**WHAT IS BEING ASKED:**
All the entries that follow must be written out again exactly.

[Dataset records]
+ + + + + + +

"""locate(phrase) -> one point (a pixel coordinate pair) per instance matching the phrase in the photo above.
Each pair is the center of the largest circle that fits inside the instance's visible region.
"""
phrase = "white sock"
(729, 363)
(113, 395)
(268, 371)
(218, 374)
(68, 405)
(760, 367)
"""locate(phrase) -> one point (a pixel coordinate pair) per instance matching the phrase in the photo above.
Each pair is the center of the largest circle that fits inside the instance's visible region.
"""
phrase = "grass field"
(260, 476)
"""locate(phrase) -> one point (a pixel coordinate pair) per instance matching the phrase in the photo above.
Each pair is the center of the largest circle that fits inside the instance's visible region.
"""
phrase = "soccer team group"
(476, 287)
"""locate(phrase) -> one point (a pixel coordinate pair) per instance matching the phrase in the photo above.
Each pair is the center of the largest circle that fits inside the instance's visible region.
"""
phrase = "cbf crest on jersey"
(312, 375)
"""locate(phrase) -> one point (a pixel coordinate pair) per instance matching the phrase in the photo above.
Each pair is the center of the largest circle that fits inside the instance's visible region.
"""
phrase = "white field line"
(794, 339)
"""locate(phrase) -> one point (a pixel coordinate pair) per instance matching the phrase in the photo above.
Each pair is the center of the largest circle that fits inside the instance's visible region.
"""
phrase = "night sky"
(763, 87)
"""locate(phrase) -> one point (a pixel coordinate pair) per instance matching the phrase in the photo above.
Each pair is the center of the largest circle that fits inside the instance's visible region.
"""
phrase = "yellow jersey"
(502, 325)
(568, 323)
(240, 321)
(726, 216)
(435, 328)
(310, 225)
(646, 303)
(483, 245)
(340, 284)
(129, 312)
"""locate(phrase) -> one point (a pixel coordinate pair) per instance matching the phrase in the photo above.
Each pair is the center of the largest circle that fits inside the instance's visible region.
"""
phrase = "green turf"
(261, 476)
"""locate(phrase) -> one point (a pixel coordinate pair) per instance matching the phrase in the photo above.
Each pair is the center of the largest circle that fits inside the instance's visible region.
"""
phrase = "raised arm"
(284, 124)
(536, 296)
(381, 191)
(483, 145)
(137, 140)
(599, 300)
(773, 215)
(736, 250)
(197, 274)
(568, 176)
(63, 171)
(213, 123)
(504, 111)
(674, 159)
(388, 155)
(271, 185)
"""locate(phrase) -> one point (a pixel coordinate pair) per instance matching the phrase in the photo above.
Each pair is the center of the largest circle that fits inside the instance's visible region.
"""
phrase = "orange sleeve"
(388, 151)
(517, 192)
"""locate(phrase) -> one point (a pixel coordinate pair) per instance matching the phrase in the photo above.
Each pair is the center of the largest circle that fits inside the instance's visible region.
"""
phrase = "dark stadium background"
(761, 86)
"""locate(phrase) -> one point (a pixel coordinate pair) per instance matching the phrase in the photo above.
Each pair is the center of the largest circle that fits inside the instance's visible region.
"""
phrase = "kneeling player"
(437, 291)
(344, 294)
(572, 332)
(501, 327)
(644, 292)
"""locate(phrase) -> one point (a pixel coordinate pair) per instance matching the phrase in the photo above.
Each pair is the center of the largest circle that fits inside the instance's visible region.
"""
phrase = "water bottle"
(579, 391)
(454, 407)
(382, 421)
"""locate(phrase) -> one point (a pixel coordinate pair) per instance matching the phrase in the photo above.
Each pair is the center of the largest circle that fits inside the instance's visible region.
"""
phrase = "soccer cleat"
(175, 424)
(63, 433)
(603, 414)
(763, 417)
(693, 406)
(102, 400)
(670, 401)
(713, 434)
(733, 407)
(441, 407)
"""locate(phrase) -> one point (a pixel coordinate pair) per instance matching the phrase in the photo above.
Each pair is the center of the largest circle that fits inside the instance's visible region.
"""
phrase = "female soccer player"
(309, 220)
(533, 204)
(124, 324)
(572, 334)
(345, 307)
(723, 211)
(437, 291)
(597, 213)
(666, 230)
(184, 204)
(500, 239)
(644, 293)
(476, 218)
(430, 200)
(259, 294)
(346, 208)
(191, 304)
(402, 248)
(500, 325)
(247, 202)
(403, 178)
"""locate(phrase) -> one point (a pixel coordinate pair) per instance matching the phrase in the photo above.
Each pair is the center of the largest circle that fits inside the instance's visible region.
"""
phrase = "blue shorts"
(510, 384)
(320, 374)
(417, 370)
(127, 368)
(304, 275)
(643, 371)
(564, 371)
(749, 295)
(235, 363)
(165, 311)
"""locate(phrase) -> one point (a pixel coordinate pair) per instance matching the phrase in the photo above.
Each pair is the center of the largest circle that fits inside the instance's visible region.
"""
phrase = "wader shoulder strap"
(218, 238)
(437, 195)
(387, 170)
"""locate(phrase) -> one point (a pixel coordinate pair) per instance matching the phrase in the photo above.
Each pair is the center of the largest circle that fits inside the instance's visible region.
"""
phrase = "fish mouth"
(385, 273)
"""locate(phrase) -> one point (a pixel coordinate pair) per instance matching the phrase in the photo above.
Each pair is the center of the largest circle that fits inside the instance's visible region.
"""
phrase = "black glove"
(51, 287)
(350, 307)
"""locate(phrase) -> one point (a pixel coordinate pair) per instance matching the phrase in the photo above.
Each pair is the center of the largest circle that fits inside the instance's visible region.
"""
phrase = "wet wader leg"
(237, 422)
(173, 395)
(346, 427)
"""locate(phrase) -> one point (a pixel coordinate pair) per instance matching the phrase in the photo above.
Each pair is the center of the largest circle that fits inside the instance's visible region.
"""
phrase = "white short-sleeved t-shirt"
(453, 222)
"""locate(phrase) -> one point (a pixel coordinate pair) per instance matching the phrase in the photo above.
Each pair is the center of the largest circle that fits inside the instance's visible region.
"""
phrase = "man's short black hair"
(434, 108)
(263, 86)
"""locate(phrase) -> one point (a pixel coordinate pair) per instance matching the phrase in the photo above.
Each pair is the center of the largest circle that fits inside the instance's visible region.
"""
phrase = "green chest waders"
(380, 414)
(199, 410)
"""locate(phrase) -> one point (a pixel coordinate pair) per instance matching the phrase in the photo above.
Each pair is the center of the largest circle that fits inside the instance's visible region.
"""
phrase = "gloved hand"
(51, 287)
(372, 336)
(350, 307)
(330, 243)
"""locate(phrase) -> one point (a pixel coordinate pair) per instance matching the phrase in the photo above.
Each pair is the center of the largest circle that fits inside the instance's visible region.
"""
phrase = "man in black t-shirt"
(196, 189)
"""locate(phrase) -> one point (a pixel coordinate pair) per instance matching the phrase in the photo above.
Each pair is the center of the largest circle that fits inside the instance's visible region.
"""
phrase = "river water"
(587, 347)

+ + + + + + +

**RESPONSE:**
"""locate(phrase) -> one point (a pixel coordinate pair) per instance matching the phrase in the photo above.
Each pair is the center of the largest circle that fits inside the instance's visible region.
"""
phrase = "white sock"
(729, 363)
(113, 395)
(268, 371)
(218, 374)
(68, 405)
(760, 367)
"""locate(phrase) -> one point (a pixel coordinate pair) per instance matching the phrase in the photo above.
Each pair is the center of the largest circle that fits inside the instance's visible region.
"""
phrase = "grass field"
(260, 476)
"""locate(phrase) -> one point (a pixel coordinate pair) per instance matching the phrase in the photo above.
Each pair is the center of the largest circle that fits inside the instance's visible region.
"""
phrase = "soccer team group"
(476, 287)
"""locate(phrase) -> one point (a pixel coordinate pair) per instance matching the phrase in the photo above.
Each pair is the center of the largest circle that fits inside the instance's visible region.
"""
phrase = "cbf crest on jersey"
(312, 375)
"""locate(phrase) -> one point (a pixel coordinate pair) per instance matching the phrase in the photo above.
Each pair is the center of the largest circle that fits inside the instance's visible region.
"""
phrase = "white field line"
(794, 339)
"""locate(phrase) -> one point (a pixel coordinate pair) per instance matching the phrase in the photo above.
Each pair is the center of the largest circle that fits inside the instance's visible region.
"""
phrase = "night sky"
(763, 87)
"""locate(phrase) -> one point (a pixel coordinate pair) per instance matching the phrase in the photo above.
Each pair is the center of the largest circle that fits inside the instance's visible region.
"""
phrase = "yellow jersey"
(502, 325)
(568, 323)
(240, 321)
(726, 216)
(435, 328)
(310, 225)
(646, 303)
(483, 245)
(340, 284)
(129, 312)
"""locate(phrase) -> one point (a pixel coordinate pair) per instance matching the phrase in the photo above.
Each pair is the center of the largest circle that fits inside the instance's visible region.
"""
phrase = "green turf"
(261, 476)
"""locate(phrase) -> one point (a pixel coordinate pair) per instance matching the phrase in the photo above.
Each pair is the center of the largest circle that fits inside the instance's visible region.
"""
phrase = "raised arm"
(284, 124)
(536, 296)
(381, 191)
(483, 145)
(137, 140)
(599, 300)
(773, 215)
(736, 250)
(197, 274)
(568, 176)
(63, 171)
(213, 123)
(504, 111)
(674, 159)
(388, 155)
(271, 185)
"""locate(phrase) -> one point (a pixel coordinate pair) per instance matching the phrase in the photo above.
Each pair is the center of the largest circle that fits inside the instance's visible region.
"""
phrase = "orange sleeve"
(388, 151)
(517, 192)
"""locate(phrase) -> one point (a pixel coordinate pair) per instance matching the phrase in the photo above.
Each pair is the center of the largest circle that fits inside the instance's visible region.
"""
phrase = "dark stadium background"
(761, 86)
"""locate(phrase) -> one point (a pixel coordinate pair) per instance matching the phrase in the photo above.
Each pair is the center of the largest circle that fits inside the instance's visible region.
"""
phrase = "kneeling player"
(437, 291)
(344, 294)
(572, 332)
(501, 327)
(644, 292)
"""locate(phrase) -> one point (a pixel coordinate pair) per instance matching the phrase in the photo above.
Each pair is the center of the largest circle that fits inside the instance's visible region.
"""
phrase = "water bottle"
(579, 391)
(454, 407)
(382, 421)
"""locate(phrase) -> one point (a pixel coordinate pair) per instance matching the phrase in the photo above.
Each pair is the center of the largest circle that fits inside the instance's visible region.
"""
phrase = "soccer cleat"
(175, 424)
(63, 433)
(603, 414)
(763, 417)
(693, 406)
(102, 400)
(670, 401)
(713, 434)
(733, 407)
(441, 407)
"""locate(phrase) -> one point (a pixel coordinate pair) per instance matching the phrase in the photo above.
Each pair is the center of the largest circle that fits inside the instance's visible region.
"""
phrase = "female soccer player"
(309, 220)
(533, 204)
(124, 324)
(572, 334)
(345, 307)
(723, 211)
(437, 291)
(597, 213)
(666, 230)
(184, 204)
(500, 239)
(644, 293)
(476, 218)
(430, 200)
(259, 294)
(346, 208)
(191, 304)
(402, 248)
(500, 325)
(247, 202)
(403, 178)
"""locate(phrase) -> one point (a pixel coordinate pair) per instance matching the phrase in the photo above.
Each pair is the center of the largest circle that fits inside the instance's visible region.
"""
phrase = "blue shorts"
(510, 384)
(320, 374)
(417, 370)
(127, 368)
(304, 275)
(643, 371)
(564, 371)
(749, 295)
(235, 363)
(165, 311)
"""locate(phrase) -> one point (a pixel coordinate pair) per instance matching the phrase in the photo above.
Each pair is the center of the largest circle that fits inside the instance's visible region.
"""
phrase = "wader shoulder strap"
(218, 238)
(437, 195)
(387, 170)
"""locate(phrase) -> one point (a pixel coordinate pair) per instance matching the phrase in the photo above.
Each pair is the center of the largest circle that fits inside the instance's visible region.
"""
phrase = "fish mouth"
(385, 273)
"""locate(phrase) -> one point (a pixel coordinate pair) per instance matching the phrase in the photo above.
Each pair is the center of the largest circle that fits inside the instance's visible region.
"""
phrase = "black glove"
(51, 287)
(350, 307)
"""locate(phrase) -> one point (a pixel coordinate pair) per instance matching the phrase in the photo above.
Each pair is the center of the largest circle that fits inside the instance's visible region.
"""
phrase = "wet wader leg"
(237, 422)
(173, 395)
(346, 427)
"""locate(phrase) -> one point (a pixel coordinate pair) per instance matching the phrase in the photo above.
Each pair is the center of the largest circle that fits inside the instance's visible region.
"""
phrase = "white short-sleeved t-shirt"
(453, 222)
"""locate(phrase) -> one point (a pixel coordinate pair) per instance matching the phrase in the photo above.
Each pair is the center of the largest circle that fits inside the instance's visible region.
"""
phrase = "man's short black hair"
(434, 108)
(263, 86)
"""locate(phrase) -> one point (a pixel coordinate pair) per instance matching the phrase in the photo above.
Each pair is the center of the largest circle that fits inside the instance's visible region.
"""
phrase = "green chest waders"
(380, 414)
(199, 410)
"""locate(phrase) -> one point (a pixel coordinate pair) per instance matching the phrase in the photo above.
Each pair is the center of the largest circle that fits inside the instance's visible region.
"""
phrase = "gloved hand"
(51, 287)
(372, 336)
(350, 307)
(330, 243)
"""locate(phrase) -> one point (a pixel coordinate pair) per instance matching the phrase in the photo above.
Each pair is the center of the largest circle that fits inside the instance's visible region.
"""
phrase = "man in black t-shirt"
(196, 189)
"""locate(phrase) -> one point (a pixel coordinate pair) per instance matching the phrase in the photo above.
Each pair is the center of the largest circle that fits inside the instance's visible region.
"""
phrase = "river water"
(587, 347)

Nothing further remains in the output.